BEGIN TEXT EXCERPT

Go outside. Wait, then you'll just play wirelessly, or on your PSP...

Go to the bar.


----------



## lionalliance (Aug 19, 2009)

Well, at least they finally dropped the price 
The slim looks great.



Kuekuatsheu said:


> I still won't get one.
> Games and additional gimmicks (controllers, memory cards?) are still too expensive, and I don't want to point out the lack of good games.



No good games? Sir, I don't know what you're talking about.


----------



## Runefox (Aug 19, 2009)

Sassy said:


> >Date: Jul 1, 2009
> Nice try; but just because they patent something doesn't mean it's going to happen. More likely it'll be so they can sell you emulated PS2 titles through PSN.



Yeah, this is probably at least part of their motivation behind removing direct backward-compatibility even through software emulation.


----------



## Neybulot (Aug 19, 2009)

Err...Does the PS3 controller use a standard battery or AA batteries/battery pack? That's the one reason I don't need a spare USB port for the Play and Charge Kit on my 360. I've got rechargeable AA batteries.


----------



## Runefox (Aug 19, 2009)

Neybulot said:


> Err...Does the PS3 controller use a standard battery or AA batteries/battery pack? That's the one reason I don't need a spare USB port for the Play and Charge Kit on my 360. I've got rechargeable AA batteries.

END TEXT EXCERPT
BEGIN SUPPLIED MATERIAL

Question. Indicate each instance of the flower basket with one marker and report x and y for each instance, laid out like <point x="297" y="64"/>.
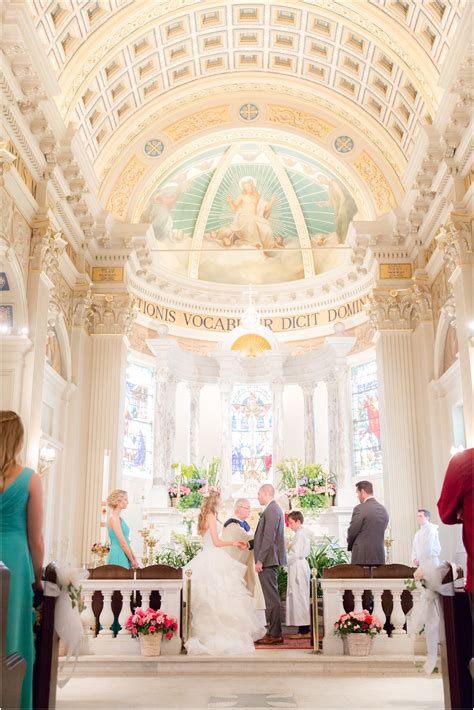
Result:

END SUPPLIED MATERIAL

YOUR GOAL » From the PlayStation 3 forum thread above, write out the passage from "## lionalliance (Aug" to "of good games." word for word.

SOLUTION TO THE PROBLEM »
## lionalliance (Aug 19, 2009)

Well, at least they finally dropped the price 
The slim looks great.



Kuekuatsheu said:


> I still won't get one.
> Games and additional gimmicks (controllers, memory cards?) are still too expensive, and I don't want to point out the lack of good games.